Contract employees are unlikely to have the same familiarity or appreciation of hazards and safety procedures as full-time employees. This poses a significant hazard where a contractor worker such as a doctor, nurse, maintenance worker, hot work engineer, construction worker or IT security engineer is fulfilling a high-risk role.

Regardless of the role they are fulfilling, employers must make it their responsibility to manage contractors effectively and ensure that their employment does not impact the safety culture of the company. Contractor workers should not present new safety hazards in the workplace.

Safety Screening

When hiring contractors, it is important to not only consider their experience and expertise in their area, but their attitude and record with regards to safety. Ask potential contractors about the safety policies and procedures they have followed in previous roles, the hazards they have identified in previous roles and how they dealt with them and their opinion of the role of safety and specific safety legislation in the workplace. Ask their referees about their safety records too. All of this should be done before any contracts have been issued or job offers have been made.

Stated goal A:
Copy the rows word for word, from the line with "Goal: detect all instances of front wheel" up to and including the line with "(667, 490), (795, 532)".

Data listing:

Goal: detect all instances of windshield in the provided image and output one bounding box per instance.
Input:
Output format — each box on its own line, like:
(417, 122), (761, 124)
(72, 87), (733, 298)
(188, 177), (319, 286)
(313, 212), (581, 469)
---
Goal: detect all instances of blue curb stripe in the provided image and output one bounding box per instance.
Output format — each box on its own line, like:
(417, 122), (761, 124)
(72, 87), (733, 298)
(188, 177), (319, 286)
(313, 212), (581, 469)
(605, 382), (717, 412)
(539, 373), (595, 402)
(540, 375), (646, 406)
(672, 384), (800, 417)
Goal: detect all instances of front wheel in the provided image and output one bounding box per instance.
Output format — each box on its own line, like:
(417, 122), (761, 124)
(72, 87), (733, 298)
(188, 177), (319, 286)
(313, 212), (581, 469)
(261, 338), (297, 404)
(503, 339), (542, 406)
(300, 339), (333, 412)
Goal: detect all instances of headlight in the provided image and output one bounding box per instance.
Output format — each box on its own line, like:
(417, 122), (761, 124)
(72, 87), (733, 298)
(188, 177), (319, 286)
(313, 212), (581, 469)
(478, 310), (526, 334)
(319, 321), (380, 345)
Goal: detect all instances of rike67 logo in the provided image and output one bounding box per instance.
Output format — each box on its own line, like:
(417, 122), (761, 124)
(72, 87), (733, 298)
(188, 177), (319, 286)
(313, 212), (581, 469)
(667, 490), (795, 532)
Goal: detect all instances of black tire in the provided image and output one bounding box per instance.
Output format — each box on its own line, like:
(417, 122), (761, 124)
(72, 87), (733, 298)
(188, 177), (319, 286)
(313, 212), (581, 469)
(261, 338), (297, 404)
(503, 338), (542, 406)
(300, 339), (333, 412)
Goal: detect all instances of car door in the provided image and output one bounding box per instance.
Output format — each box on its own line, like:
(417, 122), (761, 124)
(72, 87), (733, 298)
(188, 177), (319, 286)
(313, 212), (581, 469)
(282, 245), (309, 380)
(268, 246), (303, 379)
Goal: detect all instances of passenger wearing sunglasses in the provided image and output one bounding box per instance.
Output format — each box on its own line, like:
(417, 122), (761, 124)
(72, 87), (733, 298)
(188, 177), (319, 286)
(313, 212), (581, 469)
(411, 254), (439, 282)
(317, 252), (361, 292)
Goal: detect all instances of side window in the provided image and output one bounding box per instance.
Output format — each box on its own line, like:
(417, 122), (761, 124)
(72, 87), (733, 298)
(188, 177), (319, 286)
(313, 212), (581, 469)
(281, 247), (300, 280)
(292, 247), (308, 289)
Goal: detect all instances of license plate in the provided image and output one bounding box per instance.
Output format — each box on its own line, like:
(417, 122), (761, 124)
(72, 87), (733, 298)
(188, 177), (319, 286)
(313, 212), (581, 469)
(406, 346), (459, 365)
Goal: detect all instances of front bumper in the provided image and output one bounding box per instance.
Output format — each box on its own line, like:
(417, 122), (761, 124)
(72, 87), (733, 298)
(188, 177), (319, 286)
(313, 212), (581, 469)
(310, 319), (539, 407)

Stated goal B:
Continue the text on managing contractor safety, picking up right after its last sentence.

Exercise answer A:
Goal: detect all instances of front wheel in the provided image and output one bounding box per instance.
Output format — each box on its own line, like:
(417, 122), (761, 124)
(72, 87), (733, 298)
(188, 177), (319, 286)
(313, 212), (581, 469)
(261, 338), (297, 404)
(503, 339), (542, 406)
(300, 339), (333, 412)
Goal: detect all instances of headlight in the provided image and output one bounding box per instance.
Output format — each box on its own line, like:
(417, 122), (761, 124)
(72, 87), (733, 298)
(188, 177), (319, 286)
(313, 212), (581, 469)
(478, 310), (526, 334)
(319, 321), (380, 345)
Goal: detect all instances of rike67 logo in the provided image and output one bounding box per instance.
Output format — each box on its own line, like:
(417, 122), (761, 124)
(72, 87), (733, 298)
(188, 177), (319, 286)
(313, 212), (581, 469)
(667, 490), (795, 532)

Exercise answer B:
A contractor’s suitability for a role goes beyond their expertise and qualifications. No matter how technically knowledgeable or skilled they are, if they do not have the attitude and commitment to safety that other employees have, they are not the right fit for the role. Featuring a quick safety screening of potential contractors can go a long way to preventing critical safety hazards.

Keep Track of Who is On Site and Whether They Are Compliant

Given that contract workers present a higher safety risk, it’s incredibly important to know when they are on site and that is legislatively compliant for them to work for you. Australian legislation requires companies to be able to provide details on contractors currently employed including their contracts, their site status, their employment expiry date and evidence of any licences, certifications or tickets they have required to hold to perform their duties.

If contractor hires are critical to your business, you need to roll out the use of contractor management software. Such software tools enable you to keep a close eye on contractor performance and ensure that everyone on site is fully compliant.

They can immediately flag and issues notices for contractors to renew certifications, tickets etc. well in advance of expiry dates so there is no excuses for them to be non-compliant. In the event of an audit, senior management can simply open up their contractor management tool and immediately demonstrate evidence for all employed contractors to external auditors.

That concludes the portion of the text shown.